• SHORT EXERCISE 1:
Answer these questions about the dictionary entry below:
(a) In sense 1, what is the detour meant to avoid?
(b) In sense 2, through which door does one leave?
(c) What year is given for the McLachlan edition of Vaux's vocabulary?

• EXTRACT TO READ:
=-=-=-=-=
Green’s Dictionary of Slang

backslang it v.

[? link to back slum under back adj.2 ; the term predates the linguistic variety of backslang, while there seems to be no link to slang n.1 itself; ? link to sling one’s hook v. (1)]

1. to make a deliberate detour to avoid meeting a certain person or persons.

[Aus]Vaux Vocab. of the Flash Lang. in McLachlan (1964) 225: back-slang: [...] to go a circuitous or private way through the streets, in order to avoid any particular place in the direct road, is termed back-slanging it.

2. to leave by the back door, thus to leave surreptitiously, quietly.

[Aus]Vaux Vocab. of the Flash Lang. in McLachlan (1964) 225: back-slang: to enter or come out of a house by the back-door [...] is termed back-slanging it.
[UK]Egan Grose’s Classical Dict. of the Vulgar Tongue.
=-=-=-=-=
• DATA FOR THIS EXERCISE:
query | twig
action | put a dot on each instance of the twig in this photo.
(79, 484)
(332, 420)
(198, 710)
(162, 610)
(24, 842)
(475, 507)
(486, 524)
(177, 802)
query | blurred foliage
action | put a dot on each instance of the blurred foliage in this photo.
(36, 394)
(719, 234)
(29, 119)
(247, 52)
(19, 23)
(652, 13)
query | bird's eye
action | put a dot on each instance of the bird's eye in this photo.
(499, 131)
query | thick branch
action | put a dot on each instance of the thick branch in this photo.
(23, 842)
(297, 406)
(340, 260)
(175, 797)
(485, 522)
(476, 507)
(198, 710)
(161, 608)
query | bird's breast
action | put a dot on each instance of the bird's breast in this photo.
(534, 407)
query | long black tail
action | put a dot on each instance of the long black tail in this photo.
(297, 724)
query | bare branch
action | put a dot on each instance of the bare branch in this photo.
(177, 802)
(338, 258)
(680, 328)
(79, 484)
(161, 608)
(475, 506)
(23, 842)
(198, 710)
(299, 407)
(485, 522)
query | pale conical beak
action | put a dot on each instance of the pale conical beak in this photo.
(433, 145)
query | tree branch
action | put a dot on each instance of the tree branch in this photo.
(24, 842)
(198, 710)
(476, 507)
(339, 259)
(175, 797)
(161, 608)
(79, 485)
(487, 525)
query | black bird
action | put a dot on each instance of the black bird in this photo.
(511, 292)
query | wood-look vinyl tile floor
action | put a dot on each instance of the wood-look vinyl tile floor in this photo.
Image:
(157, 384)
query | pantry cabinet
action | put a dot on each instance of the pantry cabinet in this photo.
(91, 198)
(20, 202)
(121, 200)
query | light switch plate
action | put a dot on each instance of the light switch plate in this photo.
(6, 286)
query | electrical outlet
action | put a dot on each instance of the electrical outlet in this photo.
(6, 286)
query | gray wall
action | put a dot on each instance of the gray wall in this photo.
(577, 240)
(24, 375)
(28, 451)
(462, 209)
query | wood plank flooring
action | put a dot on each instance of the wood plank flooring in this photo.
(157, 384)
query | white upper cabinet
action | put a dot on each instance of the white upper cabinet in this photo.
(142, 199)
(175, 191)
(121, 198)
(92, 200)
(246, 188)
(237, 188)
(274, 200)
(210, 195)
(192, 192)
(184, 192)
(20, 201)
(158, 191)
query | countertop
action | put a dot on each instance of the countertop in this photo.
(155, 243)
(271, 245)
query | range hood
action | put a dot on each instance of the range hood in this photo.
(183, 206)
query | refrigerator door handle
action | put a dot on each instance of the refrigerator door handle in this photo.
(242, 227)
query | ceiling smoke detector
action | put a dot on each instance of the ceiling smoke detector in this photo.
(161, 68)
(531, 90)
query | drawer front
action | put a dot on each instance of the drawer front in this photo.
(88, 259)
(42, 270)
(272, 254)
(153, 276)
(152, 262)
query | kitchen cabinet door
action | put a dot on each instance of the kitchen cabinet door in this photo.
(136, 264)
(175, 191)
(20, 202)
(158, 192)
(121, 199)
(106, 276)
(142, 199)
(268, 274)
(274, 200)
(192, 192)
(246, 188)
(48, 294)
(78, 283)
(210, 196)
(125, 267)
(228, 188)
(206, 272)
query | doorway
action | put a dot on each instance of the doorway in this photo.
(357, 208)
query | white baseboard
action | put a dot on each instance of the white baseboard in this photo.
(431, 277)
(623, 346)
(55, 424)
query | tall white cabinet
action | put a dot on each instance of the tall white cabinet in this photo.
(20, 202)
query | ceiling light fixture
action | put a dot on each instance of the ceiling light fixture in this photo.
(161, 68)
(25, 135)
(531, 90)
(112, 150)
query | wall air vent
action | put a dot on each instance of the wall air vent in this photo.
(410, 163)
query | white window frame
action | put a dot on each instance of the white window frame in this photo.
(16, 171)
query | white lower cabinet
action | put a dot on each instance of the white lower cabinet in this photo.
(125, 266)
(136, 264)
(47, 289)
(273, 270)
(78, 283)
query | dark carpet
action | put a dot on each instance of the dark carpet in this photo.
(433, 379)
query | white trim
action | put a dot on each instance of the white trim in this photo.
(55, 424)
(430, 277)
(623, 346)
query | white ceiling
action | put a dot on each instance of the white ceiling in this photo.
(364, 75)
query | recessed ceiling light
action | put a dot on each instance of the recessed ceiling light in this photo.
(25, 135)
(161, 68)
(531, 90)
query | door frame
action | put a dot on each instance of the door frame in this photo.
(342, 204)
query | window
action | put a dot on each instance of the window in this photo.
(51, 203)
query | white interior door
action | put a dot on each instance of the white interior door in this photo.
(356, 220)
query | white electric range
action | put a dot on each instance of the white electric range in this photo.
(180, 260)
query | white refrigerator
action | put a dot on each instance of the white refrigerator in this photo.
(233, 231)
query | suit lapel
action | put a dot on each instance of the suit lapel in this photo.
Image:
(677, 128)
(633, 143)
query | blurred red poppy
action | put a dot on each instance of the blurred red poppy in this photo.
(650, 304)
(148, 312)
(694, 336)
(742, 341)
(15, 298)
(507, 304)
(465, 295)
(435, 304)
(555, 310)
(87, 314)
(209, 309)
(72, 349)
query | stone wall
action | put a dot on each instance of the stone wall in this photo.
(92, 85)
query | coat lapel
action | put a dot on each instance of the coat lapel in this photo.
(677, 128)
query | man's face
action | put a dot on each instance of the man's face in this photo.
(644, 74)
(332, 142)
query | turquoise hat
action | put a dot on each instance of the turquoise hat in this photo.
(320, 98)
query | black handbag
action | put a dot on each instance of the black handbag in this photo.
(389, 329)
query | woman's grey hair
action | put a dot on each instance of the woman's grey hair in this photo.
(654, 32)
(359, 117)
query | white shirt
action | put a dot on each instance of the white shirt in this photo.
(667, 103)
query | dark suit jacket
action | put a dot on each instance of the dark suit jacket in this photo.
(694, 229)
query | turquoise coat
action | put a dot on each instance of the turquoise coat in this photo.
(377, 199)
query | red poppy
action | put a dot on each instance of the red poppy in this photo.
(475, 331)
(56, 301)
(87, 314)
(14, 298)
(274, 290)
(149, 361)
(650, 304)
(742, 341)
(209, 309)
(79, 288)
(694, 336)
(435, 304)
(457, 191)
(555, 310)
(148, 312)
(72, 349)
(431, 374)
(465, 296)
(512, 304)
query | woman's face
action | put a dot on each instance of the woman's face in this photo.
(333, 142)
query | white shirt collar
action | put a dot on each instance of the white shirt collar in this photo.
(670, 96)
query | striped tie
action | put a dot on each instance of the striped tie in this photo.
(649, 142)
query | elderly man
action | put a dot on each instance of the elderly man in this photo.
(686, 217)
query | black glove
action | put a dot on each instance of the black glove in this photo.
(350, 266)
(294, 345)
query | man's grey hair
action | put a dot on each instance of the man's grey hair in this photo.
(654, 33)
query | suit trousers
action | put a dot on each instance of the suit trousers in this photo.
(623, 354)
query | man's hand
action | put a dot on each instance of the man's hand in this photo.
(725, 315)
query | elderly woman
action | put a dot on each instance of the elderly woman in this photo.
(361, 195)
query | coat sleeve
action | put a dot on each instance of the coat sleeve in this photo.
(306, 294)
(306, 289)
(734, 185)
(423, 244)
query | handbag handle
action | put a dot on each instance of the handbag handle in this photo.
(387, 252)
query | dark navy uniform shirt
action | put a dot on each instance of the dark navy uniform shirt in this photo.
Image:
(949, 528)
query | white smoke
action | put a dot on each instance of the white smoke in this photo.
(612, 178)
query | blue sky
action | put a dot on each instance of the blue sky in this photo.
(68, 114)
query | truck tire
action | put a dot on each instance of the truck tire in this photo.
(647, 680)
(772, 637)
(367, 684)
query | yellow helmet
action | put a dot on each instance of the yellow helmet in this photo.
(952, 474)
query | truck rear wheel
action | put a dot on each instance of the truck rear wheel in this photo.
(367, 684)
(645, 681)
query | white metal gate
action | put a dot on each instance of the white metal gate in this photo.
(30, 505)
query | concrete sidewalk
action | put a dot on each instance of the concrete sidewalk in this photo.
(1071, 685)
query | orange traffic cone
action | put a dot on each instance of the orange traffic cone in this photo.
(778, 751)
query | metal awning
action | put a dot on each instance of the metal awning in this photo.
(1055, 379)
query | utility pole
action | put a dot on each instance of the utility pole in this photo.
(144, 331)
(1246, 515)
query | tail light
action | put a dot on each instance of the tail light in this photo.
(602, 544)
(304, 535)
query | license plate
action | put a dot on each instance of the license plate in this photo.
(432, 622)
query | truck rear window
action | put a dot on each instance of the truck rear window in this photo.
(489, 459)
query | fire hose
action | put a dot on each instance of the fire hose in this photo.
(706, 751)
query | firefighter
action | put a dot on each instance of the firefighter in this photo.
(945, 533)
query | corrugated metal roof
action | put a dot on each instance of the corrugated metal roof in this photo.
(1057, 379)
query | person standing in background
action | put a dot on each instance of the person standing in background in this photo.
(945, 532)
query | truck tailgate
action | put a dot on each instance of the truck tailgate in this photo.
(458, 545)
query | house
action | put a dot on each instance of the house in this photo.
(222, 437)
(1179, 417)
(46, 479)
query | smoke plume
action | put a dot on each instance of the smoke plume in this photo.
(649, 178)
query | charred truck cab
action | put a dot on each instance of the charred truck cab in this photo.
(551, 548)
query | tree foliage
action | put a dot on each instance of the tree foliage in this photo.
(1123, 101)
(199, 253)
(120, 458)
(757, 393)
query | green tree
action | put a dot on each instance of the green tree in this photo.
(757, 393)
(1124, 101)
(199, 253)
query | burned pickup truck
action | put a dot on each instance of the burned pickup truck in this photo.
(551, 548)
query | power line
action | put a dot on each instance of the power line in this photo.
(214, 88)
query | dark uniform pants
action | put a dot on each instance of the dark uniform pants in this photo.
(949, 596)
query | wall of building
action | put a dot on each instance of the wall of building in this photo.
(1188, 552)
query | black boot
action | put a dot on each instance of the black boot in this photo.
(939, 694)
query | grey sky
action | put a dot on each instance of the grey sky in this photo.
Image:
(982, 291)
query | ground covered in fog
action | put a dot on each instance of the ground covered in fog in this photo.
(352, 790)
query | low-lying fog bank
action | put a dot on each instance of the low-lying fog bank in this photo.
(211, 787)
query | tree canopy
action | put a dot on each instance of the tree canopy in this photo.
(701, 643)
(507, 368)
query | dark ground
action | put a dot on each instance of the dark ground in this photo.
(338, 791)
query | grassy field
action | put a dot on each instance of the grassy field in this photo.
=-=-=-=-=
• SHORT EXERCISE 2: Change "truck" to "lorry" in the entries starting at the line containing "query | suit trousers" and ending at the line containing "(1071, 685)". Output only those lines, with nothing else changed.

• CORRECT OUTPUT 1:
(a) Meeting a certain person or persons.
(b) The back door.
(c) 1964.

• CORRECT OUTPUT 2:
query | suit trousers
action | put a dot on each instance of the suit trousers in this photo.
(623, 354)
query | man's hand
action | put a dot on each instance of the man's hand in this photo.
(725, 315)
query | elderly woman
action | put a dot on each instance of the elderly woman in this photo.
(361, 195)
query | coat sleeve
action | put a dot on each instance of the coat sleeve in this photo.
(306, 294)
(306, 289)
(734, 185)
(423, 244)
query | handbag handle
action | put a dot on each instance of the handbag handle in this photo.
(387, 252)
query | dark navy uniform shirt
action | put a dot on each instance of the dark navy uniform shirt in this photo.
Image:
(949, 528)
query | white smoke
action | put a dot on each instance of the white smoke in this photo.
(612, 178)
query | blue sky
action | put a dot on each instance of the blue sky in this photo.
(68, 114)
query | lorry tire
action | put a dot on each instance of the lorry tire in this photo.
(647, 680)
(772, 637)
(367, 684)
query | yellow helmet
action | put a dot on each instance of the yellow helmet in this photo.
(952, 474)
query | lorry rear wheel
action | put a dot on each instance of the lorry rear wheel in this photo.
(367, 684)
(645, 681)
query | white metal gate
action | put a dot on each instance of the white metal gate in this photo.
(30, 505)
query | concrete sidewalk
action | put a dot on each instance of the concrete sidewalk in this photo.
(1071, 685)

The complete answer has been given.